Document passage:
"""
Uploaded image for project: 'Lustre'
  1. Lustre
  2. LU-2816

sanity-benchmark test_bonnie slow after 4MB BRW RPC patch

Details

    • Bug
    • Resolution: Fixed
    • Blocker
    • Lustre 2.4.0
    • Lustre 2.4.0
    • 3
    • 6820

    Description

      This issue was created by maloo for sarah <sarah@whamcloud.com>

      This issue relates to the following test suite run: https://maloo.whamcloud.com/test_sets/91d8ae78-755b-11e2-bf59-52540035b04c.

      The sub-test test_bonnie failed with the following error:

      test failed to respond and timed out

      From the stdout log, I found the test ran extremely slow compare to the success run:

      It took almost 45 minutes for the failed test:

      16:44:39:== sanity-benchmark test bonnie: bonnie++ == 16:44:30 (1360629870)
      16:44:39:min OST has 1809000kB available, using 3845408kB file size
      16:44:39:debug=0
      16:44:39:running as uid/gid/euid/egid 500/500/500/500, groups:
      16:44:39: [touch] [/mnt/lustre/d0_runas_test/f16388]
      16:44:39:running as uid/gid/euid/egid 500/500/500/500, groups:
      16:44:39: [bonnie++] [-f] [-r] [0] [-s3755] [-n] [10] [-u500:500] [-d/mnt/lustre/d0.bonnie]
      16:44:39:Using uid:500, gid:500.
      16:47:56:Writing intelligently...done
      17:29:18:Rewriting...done
      

      Only 9 minutes for the success test:

      01:31:59:== sanity-benchmark test bonnie: bonnie++ == 01:31:52 (1359624712)
      01:31:59:min OST has 1783256kB available, using 3845408kB file size
      01:31:59:debug=0
      01:31:59:running as uid/gid/euid/egid 500/500/500/500, groups:
      01:31:59: [touch] [/mnt/lustre/d0_runas_test/f22196]
      01:31:59:running as uid/gid/euid/egid 500/500/500/500, groups:
      01:31:59: [bonnie++] [-f] [-r] [0] [-s3755] [-n] [10] [-u500:500] [-d/mnt/lustre/d0.bonnie]
      01:31:59:Using uid:500, gid:500.
"""
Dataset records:
"""
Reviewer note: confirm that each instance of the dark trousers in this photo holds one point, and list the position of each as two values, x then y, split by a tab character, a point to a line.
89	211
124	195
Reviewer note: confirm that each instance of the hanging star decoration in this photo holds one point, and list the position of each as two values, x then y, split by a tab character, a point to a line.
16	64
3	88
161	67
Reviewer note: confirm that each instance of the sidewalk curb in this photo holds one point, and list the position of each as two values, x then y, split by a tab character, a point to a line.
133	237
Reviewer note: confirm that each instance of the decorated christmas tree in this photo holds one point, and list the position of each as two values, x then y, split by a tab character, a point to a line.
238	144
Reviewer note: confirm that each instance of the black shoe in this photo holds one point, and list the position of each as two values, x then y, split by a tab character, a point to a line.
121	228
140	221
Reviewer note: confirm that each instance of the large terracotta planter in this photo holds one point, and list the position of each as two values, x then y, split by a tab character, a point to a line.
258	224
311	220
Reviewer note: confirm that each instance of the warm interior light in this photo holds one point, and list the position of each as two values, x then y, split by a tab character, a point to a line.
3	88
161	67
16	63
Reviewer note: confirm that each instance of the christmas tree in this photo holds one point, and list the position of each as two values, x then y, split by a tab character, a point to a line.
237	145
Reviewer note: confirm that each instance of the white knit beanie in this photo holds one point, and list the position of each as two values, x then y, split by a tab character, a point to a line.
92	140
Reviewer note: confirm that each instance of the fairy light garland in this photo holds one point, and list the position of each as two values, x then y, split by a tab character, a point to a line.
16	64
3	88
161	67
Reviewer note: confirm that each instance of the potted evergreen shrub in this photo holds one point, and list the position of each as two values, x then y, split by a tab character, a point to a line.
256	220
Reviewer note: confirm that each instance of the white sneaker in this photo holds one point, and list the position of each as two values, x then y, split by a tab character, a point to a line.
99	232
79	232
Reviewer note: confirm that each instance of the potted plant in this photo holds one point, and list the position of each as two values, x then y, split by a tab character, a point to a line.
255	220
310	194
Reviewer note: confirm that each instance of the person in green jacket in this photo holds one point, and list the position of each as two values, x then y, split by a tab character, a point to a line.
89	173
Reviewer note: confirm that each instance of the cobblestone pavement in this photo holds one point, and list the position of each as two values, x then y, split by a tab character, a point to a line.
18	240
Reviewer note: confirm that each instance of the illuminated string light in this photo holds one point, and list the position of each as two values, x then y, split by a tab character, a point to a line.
"""
Tasks and exercises:
**1.** From the log of the failed run in the bug report, list each distinct timestamp that begins a line.
**2.** Return every line of the records that contains the string "potted", treating uppercase and lowercase as different.

Solved tasks:
**1.**
16:44:39
16:47:56
17:29:18

**2.**
Reviewer note: confirm that each instance of the potted evergreen shrub in this photo holds one point, and list the position of each as two values, x then y, split by a tab character, a point to a line.
Reviewer note: confirm that each instance of the potted plant in this photo holds one point, and list the position of each as two values, x then y, split by a tab character, a point to a line.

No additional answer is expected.